## Given entries
* Begin *
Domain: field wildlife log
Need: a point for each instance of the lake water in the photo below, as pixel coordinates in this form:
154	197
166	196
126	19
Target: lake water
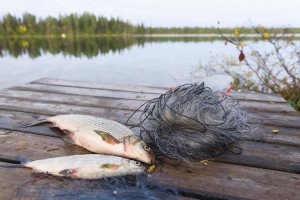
155	62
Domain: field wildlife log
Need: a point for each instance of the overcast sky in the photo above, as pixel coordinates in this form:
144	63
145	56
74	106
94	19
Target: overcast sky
170	12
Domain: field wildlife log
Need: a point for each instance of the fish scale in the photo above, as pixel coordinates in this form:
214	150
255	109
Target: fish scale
101	136
85	122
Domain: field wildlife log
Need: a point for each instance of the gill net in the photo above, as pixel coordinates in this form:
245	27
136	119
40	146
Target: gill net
192	123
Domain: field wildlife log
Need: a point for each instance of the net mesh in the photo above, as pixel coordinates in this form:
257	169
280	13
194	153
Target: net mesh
192	123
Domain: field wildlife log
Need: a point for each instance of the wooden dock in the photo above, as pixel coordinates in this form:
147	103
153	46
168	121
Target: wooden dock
268	168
* End *
## Exercise brief
Reproduce all the records verbatim, excluding images.

## Result of this task
Domain: field wildlife log
Need: a point for each instance of the lake water in the photo below, as pixel coordinates in this form:
154	197
166	196
126	19
Target: lake water
155	62
Domain: field wildlife log
Need: a point for each instance of the overcast sky in the photo above, as pixel coordinates in this form:
144	63
145	56
74	106
94	19
Target: overcast sky
170	12
Domain: field wildlife log
Need: a point for each instance of the fish scale in the photo above, as pixel coordinates in this form:
214	150
255	109
Target: fish scale
101	136
85	122
Domain: field wildlife log
Need: a point for each instance of the gill net in the photo above, as pixel coordinates in this form:
245	27
136	119
40	146
Target: gill net
192	123
Domain: field wildlife log
Need: a point for each instance of the net mesh in the photo above, as pixel coordinates in this form:
257	169
280	13
194	153
Target: net mesh
192	123
Domain: field wildlife log
Need: a point for each instance of the wooden dock in the photo above, as pixel coordinates in this form:
147	103
153	46
168	121
Target: wooden dock
268	168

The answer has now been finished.